**CONSIGNES**:
(1) D'après l'extrait sur la miséricorde, avec quoi ne faut-il pas confondre la miséricorde ?
(2) Relevez tous les sentiments que l'extrait sur la miséricorde présente comme inclus dans la miséricorde ou proches d'elle.
(3) Rédigez la suite de l'extrait sur la miséricorde du Père, à partir de sa dernière phrase.

**EXTRAIT**:
-=-=-

Essayons de bien comprendre ce que nous confessons lorsque nous disons que Dieu est miséricordieux. La première chose que j'ai saisi est qu'il ne faut pas confondre la miséricorde avec le pardon, la réduire au pardon. La miséricorde est comme un mouvement du cœur, qui inclut l'empathie, la compassion. La pitié est assez proche, mais aussi l'amour, la générosité et le pardon. En face de la souffrance physique d'un proche, par exemple, je ne puis pas rester insensible : mes entrailles réagissent. Il en est de même devant la souffrance du péché qui inspire la pitié, celle que le péché entraîne immanquablement. La faute comme le malheur éloigne de Dieu, volontairement ou non, consciemment ou non. Le fils cadet est-il un pécheur ? Oui et non. C'est important de faire ce petit détour pour bien comprendre ce qu'est vraiment la miséricorde du Père.

Entrons dans le récit de cette parabole : non, le premier fils, le rebelle, n'est pas vraiment un pécheur parce qu'il aurait voulu quitter son père qu'il n'appréciait pas beaucoup (il ne l'aimait pas ?) et son frère aîné qui l'agaçait peut-être de vouloir rester un homme pieux mais sans grâce. Comme on le dit parfois, le fils cadet de la parabole de Luc est un fugueur qui en avait marre de rester auprès de son Père qu'il estimait incapable de lui apporter le bonheur (nous reviendrons sur ce point car il est proche de la situation de tant de nos contemporains qui tournent le dos à Dieu), et aussi de rester à côté de son frère qu'il trouvait ennuyeux, voire même conflictuel (cohabitation juifs-païens devenus chrétiens).

C'est la souffrance de quitter le toit paternel qui l'a fait revenir, se retourner. Et c'est ce retournement qui a tellement plu au Père et qui a tellement déplu au fils aîné. Les entrailles de miséricorde ont agi chez le Père et non chez lui comme il lui sera reproché. En d'autres termes, la miséricorde n'intervient pas contre le péché comme tel, à l'encontre d'une prétendue culpabilité, mais bien devant la souffrance que le péché entraîne et surtout ce retour à 180° vers la maison du Père. Le Père est infiniment triste que son fils l'ait quitté mais il ne lui en veut pas parce que c'était son droit, sa liberté qu'il lui avait accordée. Et sa joie est immense d'accueillir son fils rebelle qui a tant souffert dans son errement.

-=-=-

[Lignes sources]
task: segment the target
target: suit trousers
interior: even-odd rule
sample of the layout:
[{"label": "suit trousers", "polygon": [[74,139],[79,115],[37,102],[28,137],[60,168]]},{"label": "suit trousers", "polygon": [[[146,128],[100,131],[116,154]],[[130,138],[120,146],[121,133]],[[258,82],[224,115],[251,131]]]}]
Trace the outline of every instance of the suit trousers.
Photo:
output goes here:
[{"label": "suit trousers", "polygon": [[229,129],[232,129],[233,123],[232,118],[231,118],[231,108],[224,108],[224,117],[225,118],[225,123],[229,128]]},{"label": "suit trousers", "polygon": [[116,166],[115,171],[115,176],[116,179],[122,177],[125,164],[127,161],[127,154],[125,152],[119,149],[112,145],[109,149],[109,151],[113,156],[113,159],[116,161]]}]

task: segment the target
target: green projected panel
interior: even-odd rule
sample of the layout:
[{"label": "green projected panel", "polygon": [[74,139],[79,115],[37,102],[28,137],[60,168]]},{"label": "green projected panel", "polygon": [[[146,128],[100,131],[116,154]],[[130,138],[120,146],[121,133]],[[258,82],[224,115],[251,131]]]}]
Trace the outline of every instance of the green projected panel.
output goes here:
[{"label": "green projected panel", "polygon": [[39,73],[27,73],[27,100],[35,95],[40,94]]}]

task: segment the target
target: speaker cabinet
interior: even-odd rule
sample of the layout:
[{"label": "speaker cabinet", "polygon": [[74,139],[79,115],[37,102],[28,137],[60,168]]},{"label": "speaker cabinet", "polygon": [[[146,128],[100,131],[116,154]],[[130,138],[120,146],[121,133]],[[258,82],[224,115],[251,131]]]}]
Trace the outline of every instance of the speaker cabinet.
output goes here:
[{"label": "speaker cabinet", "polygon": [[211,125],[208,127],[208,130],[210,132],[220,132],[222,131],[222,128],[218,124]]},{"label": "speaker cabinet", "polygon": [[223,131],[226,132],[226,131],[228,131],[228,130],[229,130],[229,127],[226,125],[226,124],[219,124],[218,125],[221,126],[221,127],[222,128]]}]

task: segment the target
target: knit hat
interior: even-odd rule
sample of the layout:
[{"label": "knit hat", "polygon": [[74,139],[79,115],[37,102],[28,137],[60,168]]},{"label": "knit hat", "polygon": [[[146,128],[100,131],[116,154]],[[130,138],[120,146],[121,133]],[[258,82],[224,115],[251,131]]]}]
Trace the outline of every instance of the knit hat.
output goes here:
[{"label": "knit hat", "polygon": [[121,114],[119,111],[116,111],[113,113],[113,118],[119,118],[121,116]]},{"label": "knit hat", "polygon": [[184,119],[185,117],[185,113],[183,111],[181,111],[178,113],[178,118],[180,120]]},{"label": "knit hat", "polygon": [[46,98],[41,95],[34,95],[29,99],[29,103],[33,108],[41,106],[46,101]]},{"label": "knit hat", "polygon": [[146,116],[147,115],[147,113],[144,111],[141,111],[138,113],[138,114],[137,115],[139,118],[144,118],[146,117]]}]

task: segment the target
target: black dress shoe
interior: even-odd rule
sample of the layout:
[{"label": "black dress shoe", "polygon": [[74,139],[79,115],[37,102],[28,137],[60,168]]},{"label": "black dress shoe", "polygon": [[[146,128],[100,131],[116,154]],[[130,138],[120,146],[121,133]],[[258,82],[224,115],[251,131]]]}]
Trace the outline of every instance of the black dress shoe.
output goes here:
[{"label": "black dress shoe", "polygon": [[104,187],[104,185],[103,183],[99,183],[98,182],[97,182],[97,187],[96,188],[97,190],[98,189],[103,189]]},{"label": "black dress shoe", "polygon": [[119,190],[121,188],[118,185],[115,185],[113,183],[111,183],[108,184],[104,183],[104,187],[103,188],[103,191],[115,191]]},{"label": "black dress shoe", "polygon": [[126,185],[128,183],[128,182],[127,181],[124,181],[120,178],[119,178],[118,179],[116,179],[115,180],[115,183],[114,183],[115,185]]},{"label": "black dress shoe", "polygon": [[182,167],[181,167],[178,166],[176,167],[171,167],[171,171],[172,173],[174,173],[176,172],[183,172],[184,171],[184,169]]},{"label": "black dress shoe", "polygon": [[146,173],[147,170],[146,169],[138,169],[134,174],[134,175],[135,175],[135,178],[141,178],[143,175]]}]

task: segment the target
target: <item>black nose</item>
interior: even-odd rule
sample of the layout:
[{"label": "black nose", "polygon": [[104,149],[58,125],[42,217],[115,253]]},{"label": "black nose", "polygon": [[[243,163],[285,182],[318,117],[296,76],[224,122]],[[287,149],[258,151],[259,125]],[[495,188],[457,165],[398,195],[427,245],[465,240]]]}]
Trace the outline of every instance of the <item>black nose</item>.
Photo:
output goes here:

-=-=-

**RÉPONSES**:
(1) Avec le pardon : il ne faut pas réduire la miséricorde au pardon.

(2) L'empathie, la compassion, la pitié, l'amour, la générosité, le pardon.

(3)
Penchons-nous sur le deuxième fils. Lui non plus n'est pas un pécheur : c'est un homme pieux qui recherche sa justification dans une obéissance aveugle et sans amour. Son tort, sa faute fondamentale est qu'il n'aime pas son Père. Mais aussi qu'il n'est pas un modèle pour son frère : il lui manque la joie de l'Esprit, la grâce qui rend la vie agréable. Il râle parce que son père n'a d'yeux que pour celui qui n'est rien à ses yeux. Il croit que son Père ne l'aime pas. Mais en réalité, dit celui-ci, c'est parce qu'il n'a jamais voulu partager les bienfaits de la maison familiale, il s'est situé à côté ou même au-dessus de lui. Son père lui rappelle cette vérité qu'aucun des deux fils ne semblait savoir : «  Mon enfant, tu es toujours avec moi, et tout ce qui est à moi est à toi  ».

Si nous voulons nous approprier les enseignements de cette parabole, on peut se tourner vers le Père. Il y a une nécessité impérieuse d'avoir une image correcte de lui. Sa miséricorde s'étend sur tous les hommes, qu'ils soient pécheurs ou non. Il a horreur non pas tant du péché que de ses conséquences malheureuses. Il aspire à ce que nous choisissions la vie, que nous revenions vers lui en toute liberté pour retrouver le vrai bonheur. Passons à la figure du fils aîné : toujours sûr de lui, et tourné vers lui-même, il ne cesse de s'en prendre aux autres. Ceci me paraît important pour fustiger certains comportements à l'intérieur de l'Eglise ou de nos communautés chrétiennes : se croire très observants, obéissants et pieux et puis critiquer les autres à la moindre occasion au point de créer un climat délétère. Voilà qui n'est pas acceptable si on veut accueillir des jeunes par exemple. La maison de Dieu, pour être attrayante, a besoin de respirer la grâce, la joie, la bonne qualité des relations, la beauté aussi. Ce que je veux insinuer, c'est que la fugue du fils cadet pourrait fort bien être interprétée comme la conséquence presque inconsciente du comportement agressif du fils aîné qui ne mesure pas les effets pervers de ses attitudes négatives. Bref, nous avons la responsabilité de créer dans nos communautés un climat de vie agréable, de non-violence et de liberté.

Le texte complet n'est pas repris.